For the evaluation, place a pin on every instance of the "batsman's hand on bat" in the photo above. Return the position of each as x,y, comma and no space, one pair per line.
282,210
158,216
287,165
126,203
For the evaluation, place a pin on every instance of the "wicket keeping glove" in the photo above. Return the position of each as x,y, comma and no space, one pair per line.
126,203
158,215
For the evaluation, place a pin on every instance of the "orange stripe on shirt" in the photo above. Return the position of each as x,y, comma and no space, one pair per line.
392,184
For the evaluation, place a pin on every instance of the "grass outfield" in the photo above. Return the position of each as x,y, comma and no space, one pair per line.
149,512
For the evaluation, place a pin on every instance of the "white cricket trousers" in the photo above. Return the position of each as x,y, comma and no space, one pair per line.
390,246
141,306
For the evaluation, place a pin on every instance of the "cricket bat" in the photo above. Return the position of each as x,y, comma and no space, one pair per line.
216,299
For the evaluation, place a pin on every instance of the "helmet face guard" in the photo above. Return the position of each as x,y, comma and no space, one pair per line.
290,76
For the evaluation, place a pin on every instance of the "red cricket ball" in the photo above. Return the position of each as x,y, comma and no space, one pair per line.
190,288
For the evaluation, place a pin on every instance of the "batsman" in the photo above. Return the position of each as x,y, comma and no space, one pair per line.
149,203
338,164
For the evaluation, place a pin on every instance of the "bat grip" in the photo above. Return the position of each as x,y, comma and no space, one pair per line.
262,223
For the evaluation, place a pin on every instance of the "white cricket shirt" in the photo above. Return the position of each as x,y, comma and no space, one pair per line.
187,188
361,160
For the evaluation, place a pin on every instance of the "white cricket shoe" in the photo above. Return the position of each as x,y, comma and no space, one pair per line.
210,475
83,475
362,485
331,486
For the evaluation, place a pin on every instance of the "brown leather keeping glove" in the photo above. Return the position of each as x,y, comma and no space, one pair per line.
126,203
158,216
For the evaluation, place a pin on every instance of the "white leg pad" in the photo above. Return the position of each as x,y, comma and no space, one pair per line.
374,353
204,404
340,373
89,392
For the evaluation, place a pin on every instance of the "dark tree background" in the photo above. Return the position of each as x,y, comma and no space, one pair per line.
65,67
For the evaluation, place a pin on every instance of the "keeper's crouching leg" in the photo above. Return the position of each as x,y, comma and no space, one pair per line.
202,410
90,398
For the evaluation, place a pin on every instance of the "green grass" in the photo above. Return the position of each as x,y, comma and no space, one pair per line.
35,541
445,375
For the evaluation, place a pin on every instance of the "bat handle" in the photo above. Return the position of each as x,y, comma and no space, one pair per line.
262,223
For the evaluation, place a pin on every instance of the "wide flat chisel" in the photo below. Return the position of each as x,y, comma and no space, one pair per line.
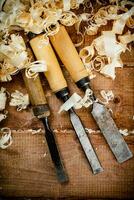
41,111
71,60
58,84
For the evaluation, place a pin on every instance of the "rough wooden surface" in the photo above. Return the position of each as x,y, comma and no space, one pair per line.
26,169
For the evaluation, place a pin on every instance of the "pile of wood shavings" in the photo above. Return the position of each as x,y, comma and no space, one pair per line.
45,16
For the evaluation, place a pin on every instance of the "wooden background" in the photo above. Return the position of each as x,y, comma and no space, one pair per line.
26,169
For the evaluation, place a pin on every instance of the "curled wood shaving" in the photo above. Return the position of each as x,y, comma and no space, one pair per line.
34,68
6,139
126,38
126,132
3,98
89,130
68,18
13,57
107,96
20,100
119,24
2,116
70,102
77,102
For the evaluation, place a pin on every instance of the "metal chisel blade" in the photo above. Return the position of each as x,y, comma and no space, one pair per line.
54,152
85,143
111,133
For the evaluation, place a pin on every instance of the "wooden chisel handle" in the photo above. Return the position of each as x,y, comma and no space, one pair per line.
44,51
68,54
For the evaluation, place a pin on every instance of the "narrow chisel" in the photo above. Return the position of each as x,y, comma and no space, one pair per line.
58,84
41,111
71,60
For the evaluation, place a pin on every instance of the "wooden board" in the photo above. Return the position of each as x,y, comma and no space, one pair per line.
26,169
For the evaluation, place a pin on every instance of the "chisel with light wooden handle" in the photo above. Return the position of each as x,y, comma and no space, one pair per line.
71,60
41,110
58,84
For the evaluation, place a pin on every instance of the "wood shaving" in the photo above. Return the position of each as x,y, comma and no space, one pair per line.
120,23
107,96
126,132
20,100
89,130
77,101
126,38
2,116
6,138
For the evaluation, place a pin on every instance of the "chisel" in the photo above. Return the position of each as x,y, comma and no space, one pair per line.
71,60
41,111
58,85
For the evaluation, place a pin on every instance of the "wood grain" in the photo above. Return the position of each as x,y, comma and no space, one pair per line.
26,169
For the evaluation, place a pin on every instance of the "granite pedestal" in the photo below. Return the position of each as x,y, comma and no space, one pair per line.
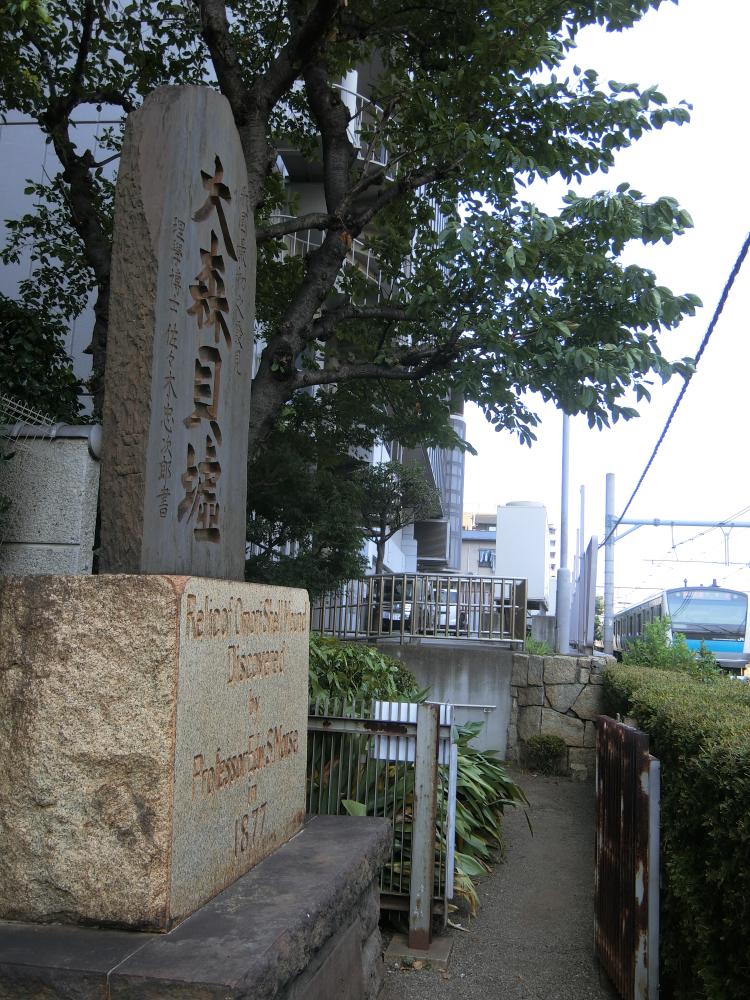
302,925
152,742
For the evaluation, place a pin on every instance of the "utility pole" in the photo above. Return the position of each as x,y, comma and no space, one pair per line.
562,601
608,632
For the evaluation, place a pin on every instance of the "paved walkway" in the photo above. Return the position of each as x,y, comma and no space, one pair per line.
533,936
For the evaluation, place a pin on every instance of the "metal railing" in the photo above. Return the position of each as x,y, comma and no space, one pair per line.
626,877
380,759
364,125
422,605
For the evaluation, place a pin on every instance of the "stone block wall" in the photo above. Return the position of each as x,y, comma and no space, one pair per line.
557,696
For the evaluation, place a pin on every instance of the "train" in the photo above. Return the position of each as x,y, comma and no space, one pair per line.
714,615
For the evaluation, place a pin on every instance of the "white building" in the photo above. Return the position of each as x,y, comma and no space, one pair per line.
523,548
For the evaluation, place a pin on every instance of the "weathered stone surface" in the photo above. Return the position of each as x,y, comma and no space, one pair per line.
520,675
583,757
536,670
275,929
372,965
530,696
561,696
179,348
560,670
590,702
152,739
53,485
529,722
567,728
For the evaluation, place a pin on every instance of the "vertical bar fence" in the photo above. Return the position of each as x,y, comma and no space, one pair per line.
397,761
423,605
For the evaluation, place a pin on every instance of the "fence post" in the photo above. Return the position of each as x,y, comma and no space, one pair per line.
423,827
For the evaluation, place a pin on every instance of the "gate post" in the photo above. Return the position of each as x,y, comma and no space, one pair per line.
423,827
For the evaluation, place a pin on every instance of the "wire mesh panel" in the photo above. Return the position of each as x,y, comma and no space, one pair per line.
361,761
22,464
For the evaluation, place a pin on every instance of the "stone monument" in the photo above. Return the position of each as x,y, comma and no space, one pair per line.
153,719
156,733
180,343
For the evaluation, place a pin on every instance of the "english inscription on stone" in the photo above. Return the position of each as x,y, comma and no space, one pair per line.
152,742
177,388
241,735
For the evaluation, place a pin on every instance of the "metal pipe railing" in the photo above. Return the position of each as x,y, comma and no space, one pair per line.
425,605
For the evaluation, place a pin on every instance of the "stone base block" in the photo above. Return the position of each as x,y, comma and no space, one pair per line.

__Problem__.
Pull out every row above that contains the word "wall", and copy each one unchanged.

__Answer in full__.
For the evaluation, place a pin on every instance of the "stone block wall" in the photo above. Return the position of each as x,y, comma and no space, one pair per line.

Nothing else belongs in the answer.